*** THE INPUT

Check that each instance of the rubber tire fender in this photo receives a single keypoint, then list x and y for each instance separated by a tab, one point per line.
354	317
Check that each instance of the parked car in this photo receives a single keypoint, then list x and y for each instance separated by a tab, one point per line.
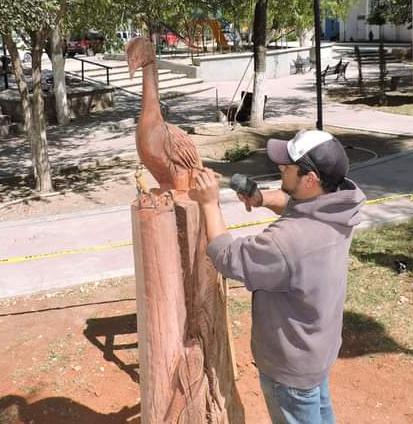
89	44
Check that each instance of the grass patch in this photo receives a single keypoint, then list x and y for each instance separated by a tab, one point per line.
379	304
237	306
236	153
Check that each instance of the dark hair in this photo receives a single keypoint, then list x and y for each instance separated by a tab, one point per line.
306	165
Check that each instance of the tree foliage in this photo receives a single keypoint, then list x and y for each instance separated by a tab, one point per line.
398	12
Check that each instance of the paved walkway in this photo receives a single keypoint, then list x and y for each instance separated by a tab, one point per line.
111	133
59	251
63	250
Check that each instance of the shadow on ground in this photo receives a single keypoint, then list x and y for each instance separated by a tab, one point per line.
363	335
107	329
60	410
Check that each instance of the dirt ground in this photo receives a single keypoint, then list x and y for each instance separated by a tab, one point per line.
71	357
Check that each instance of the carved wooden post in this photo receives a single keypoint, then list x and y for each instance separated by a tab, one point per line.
186	373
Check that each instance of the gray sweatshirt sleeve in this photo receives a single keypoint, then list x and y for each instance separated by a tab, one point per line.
257	261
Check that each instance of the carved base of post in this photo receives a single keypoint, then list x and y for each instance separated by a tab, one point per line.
186	363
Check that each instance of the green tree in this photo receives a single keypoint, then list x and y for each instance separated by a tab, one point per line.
397	12
260	52
34	18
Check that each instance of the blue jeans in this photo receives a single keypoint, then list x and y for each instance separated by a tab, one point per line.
288	405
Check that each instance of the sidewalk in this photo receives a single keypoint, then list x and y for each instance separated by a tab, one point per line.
63	250
110	133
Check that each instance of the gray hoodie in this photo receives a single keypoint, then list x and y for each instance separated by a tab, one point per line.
297	272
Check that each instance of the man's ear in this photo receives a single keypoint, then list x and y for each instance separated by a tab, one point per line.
312	179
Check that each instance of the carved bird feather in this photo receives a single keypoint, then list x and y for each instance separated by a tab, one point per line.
166	151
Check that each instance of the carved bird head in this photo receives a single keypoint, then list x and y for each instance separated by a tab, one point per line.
140	53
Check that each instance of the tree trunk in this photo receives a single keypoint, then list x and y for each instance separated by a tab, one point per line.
41	163
59	83
260	53
305	37
185	358
24	96
21	82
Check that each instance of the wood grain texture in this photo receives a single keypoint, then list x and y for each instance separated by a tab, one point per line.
187	373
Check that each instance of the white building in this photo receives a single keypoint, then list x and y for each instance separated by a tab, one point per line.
356	27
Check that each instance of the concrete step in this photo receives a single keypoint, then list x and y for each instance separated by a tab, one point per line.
5	126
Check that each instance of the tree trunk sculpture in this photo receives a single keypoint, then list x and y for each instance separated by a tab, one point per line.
186	369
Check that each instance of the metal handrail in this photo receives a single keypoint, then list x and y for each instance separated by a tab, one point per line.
93	63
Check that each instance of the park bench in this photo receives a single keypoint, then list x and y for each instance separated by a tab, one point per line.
301	65
339	69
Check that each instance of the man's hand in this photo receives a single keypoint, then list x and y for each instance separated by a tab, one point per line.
251	201
206	191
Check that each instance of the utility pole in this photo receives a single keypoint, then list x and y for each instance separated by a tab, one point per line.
317	33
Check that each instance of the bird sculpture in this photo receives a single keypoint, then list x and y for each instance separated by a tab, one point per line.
165	150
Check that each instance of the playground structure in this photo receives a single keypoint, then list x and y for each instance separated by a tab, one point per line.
223	38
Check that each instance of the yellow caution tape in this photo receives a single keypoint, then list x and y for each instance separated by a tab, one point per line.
116	245
389	199
64	252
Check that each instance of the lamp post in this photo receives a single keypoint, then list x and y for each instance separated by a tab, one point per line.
317	33
5	65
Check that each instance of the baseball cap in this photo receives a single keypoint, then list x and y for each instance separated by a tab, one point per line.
318	150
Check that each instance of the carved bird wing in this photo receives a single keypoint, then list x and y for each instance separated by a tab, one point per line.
181	149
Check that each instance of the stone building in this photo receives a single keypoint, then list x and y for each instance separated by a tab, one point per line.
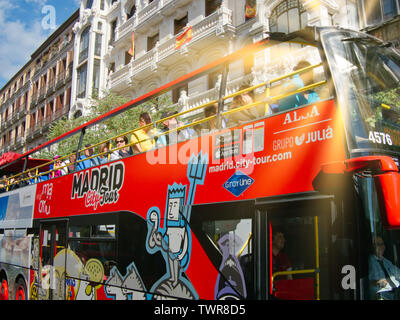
104	32
39	93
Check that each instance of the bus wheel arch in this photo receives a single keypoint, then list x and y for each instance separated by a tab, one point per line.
21	292
3	286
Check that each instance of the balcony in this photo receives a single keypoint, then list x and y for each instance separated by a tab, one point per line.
164	54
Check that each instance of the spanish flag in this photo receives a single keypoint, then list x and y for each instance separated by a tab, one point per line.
183	38
251	9
132	49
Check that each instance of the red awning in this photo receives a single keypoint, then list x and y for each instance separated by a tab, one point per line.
17	166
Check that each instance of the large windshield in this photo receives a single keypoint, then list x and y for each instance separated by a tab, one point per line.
366	74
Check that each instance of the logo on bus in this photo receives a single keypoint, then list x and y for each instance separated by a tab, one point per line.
238	183
99	186
295	117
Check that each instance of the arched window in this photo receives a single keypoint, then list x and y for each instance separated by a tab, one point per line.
89	4
288	16
131	12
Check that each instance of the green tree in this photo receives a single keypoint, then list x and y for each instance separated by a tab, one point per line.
108	128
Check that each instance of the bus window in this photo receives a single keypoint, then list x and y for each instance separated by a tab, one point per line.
303	258
94	242
49	280
232	239
382	248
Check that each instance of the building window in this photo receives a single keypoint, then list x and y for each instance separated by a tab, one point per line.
131	12
176	93
379	11
89	4
113	31
82	75
212	6
180	24
288	16
96	77
97	47
84	45
151	41
128	58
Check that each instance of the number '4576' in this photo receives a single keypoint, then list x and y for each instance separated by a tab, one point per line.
380	138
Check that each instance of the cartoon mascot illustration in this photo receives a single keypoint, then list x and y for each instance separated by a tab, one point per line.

******

— WORK INSTRUCTION —
Exclude the images, then output the data above word for word.

— RESULT —
Check that each instance of the rubber tire fender in this photo receives a single keypoint, then list x and y for each instance separated by a tab, one point per line.
354	317
Check that each instance of the parked car in this photo receives a single keypoint, then list x and y for each instance separated by a tab, one point per line.
89	44
Check that each instance of the grass patch in this photo receives a single keypoint, then list x and y for each instance separated by a tab, one point per line.
379	304
237	306
236	153
Check that each instance of the dark hair in this photo receives a single keypoint, then list x and y for each instance separated by a tab, one point per line.
306	165
Check that each instance of the tree foliage in this photo receives a single keypoint, then list x and y for each instance separated by a tab, one point per line.
398	12
Check that each instance of the paved walkway in this photo receives a single keypoint, then list x and y for each instance separated by a tab, one point per line.
111	133
59	251
63	250
Check that each instance of the shadow on ground in this photo receives a single keypoint, then list x and y for each instance separated by a tab, one point per line.
363	335
107	329
60	410
Check that each instance of the dirt ground in this photo receives a single keypoint, then list x and y for each instance separated by a tab, one point per line.
71	357
Check that each instance of the carved wooden post in this photo receives a single keypoint, then list x and y for each instance separated by a tab, one point per line.
186	373
Check that each instance of the gray sweatshirt sleeve in this photo receives a single keypoint, then list x and y for each instance separated by a tab, one point per line.
257	261
Check that each instance of the carved base of post in this photo receives a single keypoint, then list x and y for each instance separated by a tab, one point per line.
186	363
Check that each instance of the green tree in this photo receives a single keypoint, then list x and y for each instance separated by a tab, one point per line.
397	12
260	52
34	18
Check that each instance of the blue jeans in this photo receives a single keypoint, then list x and y for each instance separated by a tab, one point per line.
288	405
Check that each instance of the sidewalk in this photo receives a single keypoint, then list x and y for each instance separated by a tab, one point per line.
63	250
110	133
Check that each instance of the gray hoodie in this photo receives a single keypoint, then list x and y for each instance separated by a tab, one point per line.
297	272
Check that each instance of the man's ear in this photo receives a single keypoint, then list x and y for each instance separated by a tab, one point per line.
312	179
Check that each instance of the carved bird feather in this photo receives a single keypoint, then list x and y for each instance separated by a tab, one point per line.
166	151
Check that each instance of the carved bird head in this photo receives a single keypoint, then list x and y for each instance separated by a tab, one point per line.
140	53
Check that each instance of the tree trunk in this photo receives a single keypoint, then list x and y for each instance separated by a tab, one point per line.
41	163
59	83
260	53
305	37
185	358
24	96
21	82
Check that each instance of the wood grain texture in this photo receives a single keypoint, then list x and y for each instance separated by a tab, one point per line.
187	373
Check that each instance of the white building in this photo receives a single keypoint, then list x and y for each instance separated by a tab, one point per line.
356	27
Check that each instance of the concrete step in this photo receives a single keypoint, then list x and y for each instance separated by a tab, one point per line.
5	126
Check that each instance of the tree trunk sculpture in this photo receives a single keypoint, then list x and y for each instance separated by a tab, one point per line.
186	369
Check that each instance of the metal handrail in this photo receives a single keypoint, then list x and y for each instance separated by a tab, one point per line.
93	63
Check that each instance of the park bench in this photo receives a single keypoint, then list x and y for each instance separated by a tab, one point per line.
301	65
339	69
Check that each instance of the man's hand in this photo receives a single keypoint, then list x and y for each instance separated by a tab, one point per line.
251	201
206	191
Check that each instance of the utility pole in this photo receives a single keypoint, then list x and y for each instance separated by a tab, one point per line.
317	33
Check that each instance of the bird sculpture in this photo receives a single keypoint, then list x and y for each instance separated by a tab, one point per line.
165	150
Check that each instance of the playground structure in this photo receives a single keypoint, then list x and y for each instance separated by a tab, one point per line.
223	38
Check that each instance of the yellow caution tape in this photo receives a single keypoint, then list x and y for each instance separated by a tab, one point per line.
116	245
389	199
64	252
Check that each instance of the lamp post in this photo receives a single keypoint, then list x and y for each instance separated by a tab, one point per line.
317	33
5	65
Check that each instance of the baseball cap in this photo receives a single keypoint, then list x and y for each instance separated by a tab, one point per line.
318	150
Check that each instance of the carved bird wing in this photo receives a single keypoint, then list x and y for each instance separated by a tab, one point per line.
181	149
Check that each instance of the stone building in this photo receives a single keypoint, then list x and y for each instance separated by a tab, one point per line.
104	32
39	93
Check that each instance of the bus wheel arch in this photo receives a single keypoint, then list x and y for each instance separated by a tab, one point per line.
21	292
3	286
Check that each instance of the balcony in this photo receives a single keypoint, then list x and y for each instance separated by a tab, one point per line.
164	54
Check that each instance of the spanish flag in this photo receives a single keypoint, then list x and y for each instance separated by a tab, one point per line.
183	38
251	9
132	49
Check that each instance of the red awning in this photo receives a single keypoint, then list x and y for each instance separated by a tab, one point per line.
17	166
Check that each instance of the large windshield in this photo receives a single keypoint, then list x and y for each instance separated by a tab, one point per line.
366	74
Check that each instance of the logo on bus in this photo receives a single keypoint, then list x and y for each instance separated by a tab, one point per line.
238	183
99	186
295	117
Check that each instance of the arched window in this photo receives a single keypoint, then list x and y for each instance separated by a tab, one point per line.
89	4
288	16
131	12
Check that each instance of the green tree in this photo receives a single keypoint, then list x and y for each instance separated by a tab, one point per line.
108	128
Check that each instance of the bus window in this photo receives a single keypoint, then list x and y for each instance separated by a tab, one point per line.
303	258
94	242
49	280
232	239
382	248
Check that each instance of the building window in this photo receives a single keypoint, then list x and y for each instance separated by a tab, one point per line.
131	12
176	93
379	11
89	4
113	31
82	75
212	6
180	24
288	16
96	77
97	47
84	45
151	41
128	58
Check that each instance of the number '4576' in this photo receives a single keypoint, then list x and y for each instance separated by a tab, one point per line.
380	138
Check that each instance of the cartoon mascot illustration in this photo receives a single keypoint, then list x and y for each instance separated by a tab, one point per line.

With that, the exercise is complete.